** start Records **

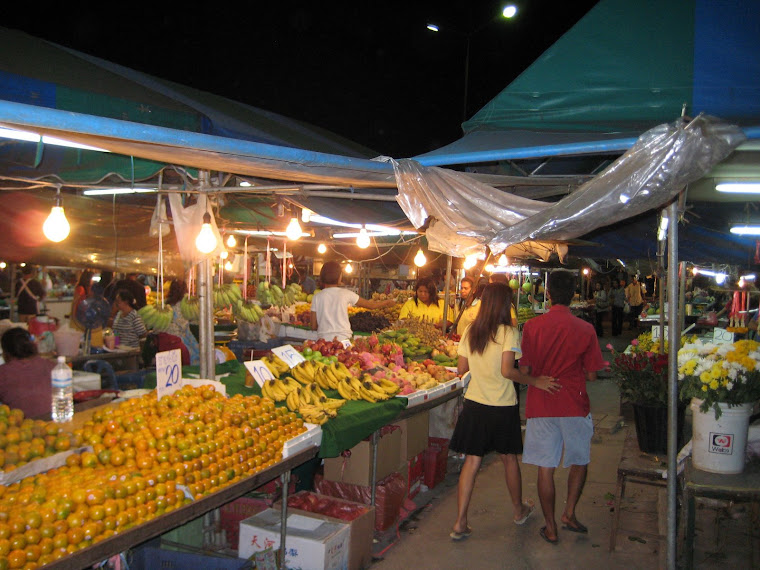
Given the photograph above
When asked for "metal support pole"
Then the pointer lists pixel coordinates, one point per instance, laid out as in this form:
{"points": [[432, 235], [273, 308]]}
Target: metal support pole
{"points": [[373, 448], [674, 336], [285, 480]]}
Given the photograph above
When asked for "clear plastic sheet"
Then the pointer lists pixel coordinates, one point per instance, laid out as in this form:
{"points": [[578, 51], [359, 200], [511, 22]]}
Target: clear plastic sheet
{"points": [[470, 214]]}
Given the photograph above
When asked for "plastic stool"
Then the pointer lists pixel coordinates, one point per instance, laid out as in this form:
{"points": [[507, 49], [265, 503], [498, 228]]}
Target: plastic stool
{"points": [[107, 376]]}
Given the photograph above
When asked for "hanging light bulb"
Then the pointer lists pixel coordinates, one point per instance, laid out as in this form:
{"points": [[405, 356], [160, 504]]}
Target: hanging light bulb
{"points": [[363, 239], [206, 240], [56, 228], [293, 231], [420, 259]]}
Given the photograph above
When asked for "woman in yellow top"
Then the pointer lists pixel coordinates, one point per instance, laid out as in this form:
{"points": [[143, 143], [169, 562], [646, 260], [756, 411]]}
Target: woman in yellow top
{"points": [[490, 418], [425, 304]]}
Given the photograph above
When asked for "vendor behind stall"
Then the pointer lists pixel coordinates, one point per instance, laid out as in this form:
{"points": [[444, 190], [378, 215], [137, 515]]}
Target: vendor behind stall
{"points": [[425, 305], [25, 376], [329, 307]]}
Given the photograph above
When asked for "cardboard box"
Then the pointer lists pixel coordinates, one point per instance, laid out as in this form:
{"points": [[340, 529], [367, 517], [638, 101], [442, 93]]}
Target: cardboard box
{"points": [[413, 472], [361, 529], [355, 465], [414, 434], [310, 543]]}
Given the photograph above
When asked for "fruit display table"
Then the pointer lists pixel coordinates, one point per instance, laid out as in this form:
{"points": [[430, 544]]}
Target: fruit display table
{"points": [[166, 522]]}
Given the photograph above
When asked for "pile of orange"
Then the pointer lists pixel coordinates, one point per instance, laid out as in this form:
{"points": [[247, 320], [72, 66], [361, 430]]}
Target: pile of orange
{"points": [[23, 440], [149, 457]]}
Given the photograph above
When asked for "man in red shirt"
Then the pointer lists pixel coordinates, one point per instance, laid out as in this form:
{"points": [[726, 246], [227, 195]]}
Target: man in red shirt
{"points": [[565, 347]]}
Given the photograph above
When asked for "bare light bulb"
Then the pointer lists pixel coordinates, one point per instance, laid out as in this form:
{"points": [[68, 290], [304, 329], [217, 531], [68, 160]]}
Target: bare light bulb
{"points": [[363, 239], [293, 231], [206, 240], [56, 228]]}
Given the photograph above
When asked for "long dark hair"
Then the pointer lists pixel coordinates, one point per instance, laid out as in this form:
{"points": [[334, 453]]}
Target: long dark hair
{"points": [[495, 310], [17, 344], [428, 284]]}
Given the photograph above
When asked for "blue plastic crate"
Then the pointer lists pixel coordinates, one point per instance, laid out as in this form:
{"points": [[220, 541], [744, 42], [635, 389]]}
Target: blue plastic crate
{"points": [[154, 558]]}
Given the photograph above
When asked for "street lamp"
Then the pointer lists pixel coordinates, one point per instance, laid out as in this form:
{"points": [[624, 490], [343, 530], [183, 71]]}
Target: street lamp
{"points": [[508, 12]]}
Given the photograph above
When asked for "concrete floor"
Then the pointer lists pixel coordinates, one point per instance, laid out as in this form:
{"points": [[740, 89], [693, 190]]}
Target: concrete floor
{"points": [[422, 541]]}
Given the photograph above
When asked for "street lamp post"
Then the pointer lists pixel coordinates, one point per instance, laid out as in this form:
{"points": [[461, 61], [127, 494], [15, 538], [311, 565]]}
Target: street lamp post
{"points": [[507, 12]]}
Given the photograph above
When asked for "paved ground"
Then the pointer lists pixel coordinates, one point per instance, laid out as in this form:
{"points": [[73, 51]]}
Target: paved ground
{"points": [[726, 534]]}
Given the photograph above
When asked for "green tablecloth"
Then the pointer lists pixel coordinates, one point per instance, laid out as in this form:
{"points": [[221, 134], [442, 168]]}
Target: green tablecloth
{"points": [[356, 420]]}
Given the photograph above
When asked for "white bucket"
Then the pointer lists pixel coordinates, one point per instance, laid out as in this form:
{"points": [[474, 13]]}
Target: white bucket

** end Records **

Task objective:
Copy word for word the listing from its first line through the line containing "Target: metal support pole", leaving the pictures out of your answer.

Output for this exercise:
Given the photograph above
When asked for "metal support pole"
Then the pointer lists pixel coordinates, one point per instance, laid out as in this form:
{"points": [[432, 235], [273, 308]]}
Target: metal support pole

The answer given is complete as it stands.